▶ _SELECTED TEXT_:
_ _ _ _ _ _ _

The key to fixing them is to make appropriate use of lotteries that
re-distribute the probability of an alternative to the members of the clone
set that takes its place. We have mentioned a few of them and have shown
how to use them to fix Borda and Copeland in recent posts to this EM list.

Some people will quit reading at the first mention of probabilities because
they think the only use for probabilities is to introduce randomness into
the determination of the outcome ... but that confuses the probabilities
with the random variables; for example let X be one or zero depending on
the outcome of a coin toss ... heads or tails respectively. The X is a
Bernoulli random variable with parameter p, the probability of "success"
and q equal to 1-p, the probability of "failure." If the coin is "fair"
then both p abd q are equal to 50 percent. These parameters p and q are not
not random variables ... any more than the fraction 1/2 is a random
variable.

Once all ballots have been counted, the probability that a random ballot
ranks alternative A in first place is just a well defined number ... the
fraction or percentage of the ballots that rank X first. Just because we
use probabalistic language to define a number doesn't mean that number is
going to make our method outcomes random. In all of my recent posts
referring to lotteries the only purpose of the lotteries has been to define
deterministic probabilities for use in deterministic methods.

_ _ _ _ _ _ _

▶ _DATA ROWS_:

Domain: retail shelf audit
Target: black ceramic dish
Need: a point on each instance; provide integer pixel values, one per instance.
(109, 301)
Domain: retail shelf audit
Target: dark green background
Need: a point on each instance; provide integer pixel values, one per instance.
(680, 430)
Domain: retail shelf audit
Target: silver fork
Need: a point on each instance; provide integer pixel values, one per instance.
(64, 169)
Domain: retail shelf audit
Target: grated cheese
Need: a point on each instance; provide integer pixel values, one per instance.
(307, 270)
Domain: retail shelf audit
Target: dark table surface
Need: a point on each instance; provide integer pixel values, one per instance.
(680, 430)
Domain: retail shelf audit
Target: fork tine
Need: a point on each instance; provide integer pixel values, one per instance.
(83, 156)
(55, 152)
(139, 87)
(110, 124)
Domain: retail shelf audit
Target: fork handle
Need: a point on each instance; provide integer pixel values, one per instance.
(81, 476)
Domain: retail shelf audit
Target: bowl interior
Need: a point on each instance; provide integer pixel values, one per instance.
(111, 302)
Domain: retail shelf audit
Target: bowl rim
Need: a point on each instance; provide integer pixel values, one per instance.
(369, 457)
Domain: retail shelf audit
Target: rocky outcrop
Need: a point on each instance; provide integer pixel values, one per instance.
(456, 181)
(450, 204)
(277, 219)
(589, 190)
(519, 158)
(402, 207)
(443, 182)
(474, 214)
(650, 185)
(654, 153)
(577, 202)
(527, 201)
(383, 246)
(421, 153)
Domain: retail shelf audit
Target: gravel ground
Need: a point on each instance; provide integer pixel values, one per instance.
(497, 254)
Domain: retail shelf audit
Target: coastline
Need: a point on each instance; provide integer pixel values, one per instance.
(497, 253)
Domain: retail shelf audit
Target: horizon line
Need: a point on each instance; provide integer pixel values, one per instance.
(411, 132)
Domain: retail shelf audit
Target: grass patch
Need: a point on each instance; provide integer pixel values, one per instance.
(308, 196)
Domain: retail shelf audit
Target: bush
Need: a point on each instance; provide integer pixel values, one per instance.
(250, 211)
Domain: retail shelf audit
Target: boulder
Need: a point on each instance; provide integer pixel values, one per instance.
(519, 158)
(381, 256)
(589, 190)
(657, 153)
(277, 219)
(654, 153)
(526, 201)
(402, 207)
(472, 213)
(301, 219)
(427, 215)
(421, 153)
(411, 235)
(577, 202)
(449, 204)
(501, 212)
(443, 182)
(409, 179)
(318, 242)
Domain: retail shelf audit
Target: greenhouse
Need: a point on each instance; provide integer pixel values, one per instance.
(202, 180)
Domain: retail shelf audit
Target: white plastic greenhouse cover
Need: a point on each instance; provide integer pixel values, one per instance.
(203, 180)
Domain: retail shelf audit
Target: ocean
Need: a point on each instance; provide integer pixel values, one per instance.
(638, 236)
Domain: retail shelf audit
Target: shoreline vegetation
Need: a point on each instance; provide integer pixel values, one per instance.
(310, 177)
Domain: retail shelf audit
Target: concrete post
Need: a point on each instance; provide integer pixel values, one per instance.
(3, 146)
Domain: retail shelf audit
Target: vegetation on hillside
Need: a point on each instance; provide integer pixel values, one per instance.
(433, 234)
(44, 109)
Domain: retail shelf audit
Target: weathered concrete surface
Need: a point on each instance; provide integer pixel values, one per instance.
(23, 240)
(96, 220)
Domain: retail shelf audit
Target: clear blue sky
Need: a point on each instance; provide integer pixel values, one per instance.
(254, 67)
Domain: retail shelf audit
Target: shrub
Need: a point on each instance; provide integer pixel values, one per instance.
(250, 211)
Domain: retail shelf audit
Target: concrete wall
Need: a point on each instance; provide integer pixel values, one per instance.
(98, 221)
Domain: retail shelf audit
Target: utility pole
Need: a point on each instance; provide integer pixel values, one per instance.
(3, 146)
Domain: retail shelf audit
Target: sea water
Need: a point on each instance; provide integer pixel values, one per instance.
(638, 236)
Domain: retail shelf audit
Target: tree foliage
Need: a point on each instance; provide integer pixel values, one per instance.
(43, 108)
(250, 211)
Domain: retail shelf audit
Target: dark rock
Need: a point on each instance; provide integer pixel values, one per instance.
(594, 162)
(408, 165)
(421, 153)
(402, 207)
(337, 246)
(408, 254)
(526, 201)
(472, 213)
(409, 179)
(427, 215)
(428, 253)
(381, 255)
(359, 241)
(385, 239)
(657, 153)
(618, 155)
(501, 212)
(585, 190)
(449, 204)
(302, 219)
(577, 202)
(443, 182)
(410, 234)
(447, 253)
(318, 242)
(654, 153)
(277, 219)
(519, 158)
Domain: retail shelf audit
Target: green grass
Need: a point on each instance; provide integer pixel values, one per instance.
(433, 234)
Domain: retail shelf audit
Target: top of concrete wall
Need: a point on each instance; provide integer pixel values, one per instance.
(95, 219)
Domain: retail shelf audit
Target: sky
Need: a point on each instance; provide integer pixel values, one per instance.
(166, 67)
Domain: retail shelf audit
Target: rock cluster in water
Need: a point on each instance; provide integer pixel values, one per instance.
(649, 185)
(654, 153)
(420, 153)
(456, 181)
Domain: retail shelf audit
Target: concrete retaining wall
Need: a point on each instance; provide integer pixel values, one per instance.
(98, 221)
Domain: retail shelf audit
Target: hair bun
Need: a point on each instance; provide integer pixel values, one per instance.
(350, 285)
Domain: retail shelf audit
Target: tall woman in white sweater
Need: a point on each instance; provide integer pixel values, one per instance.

_ _ _ _ _ _ _

▶ _THE TASKS_:
1. Reproduce the part of the lottery post that starts at "The key to fixing" and ends at "this EM list.", word for word.
2. According to the lottery post, why do some people stop reading at the first mention of probabilities? Answer in one to three sentences.
3. Continue the lottery post from its last sentence.
The items come from a different source than the lottery post.

▶ _ANSWERS GIVEN_:
1.
The key to fixing them is to make appropriate use of lotteries that
re-distribute the probability of an alternative to the members of the clone
set that takes its place. We have mentioned a few of them and have shown
how to use them to fix Borda and Copeland in recent posts to this EM list.

2. They believe that the only use of probabilities is to introduce randomness into determining the outcome. The post says this mistakes the probabilities for the random variables.

3.
So in this post to be definite let P(X) be the probability that X will be
chosen by randomly drawn ballots .. if the first ballot is ambiguous,
additional ballots are drawn at random to narrow down to one alternative
... this is a well defined Markov process, so for any given set of marked
ballots, and candidate X the probability P(X) is a well defined number
between zero and one, a number that can be calculated by elementary
arithmetic.

Without further ado, let's de-clone Kemeny. Kemeny finds the ranking of the
candidates that minimizes the of the distances from that ranking to the
ballot rankings. The problem with classical Kemeny is that it uses a clone
dependent distance metric, simply counting the number of adjacent pairs in
one order that need to be swapped to transform it into the other order.
When you replace one alternative with a clone set it increases the number
of needed transpositions, thus distorting the metric.

Here's how to do it right:

1. Construct the pairwise matrices M1and M2 for the respect orderings
(rankings) of the alternatives:
The entry in row i column j of M1 is a 1 or a zero respectively, depending
on whether the first ranking ranks alternative i ahead of j.  M2 is defined
similarly from the second ranking.

2. Let M be (M1 -M2) minus its transpose.

3. Remove all of the minus signs from the entries of M and divide it by two
to get the matrix A.

4. Let D be the matrix product bAb', where b is the benchmark lottery in
the form of a row vector and b' is its transpose.  This number D is the
decloned distance between the two rankings.

Let's say that the distance between two ranked preference ballots is the
distance D between their rankings as defined above. The pairwise matrices
used above in no way required complete rankings, so the distance is well
defined between any two ballots, complete or not!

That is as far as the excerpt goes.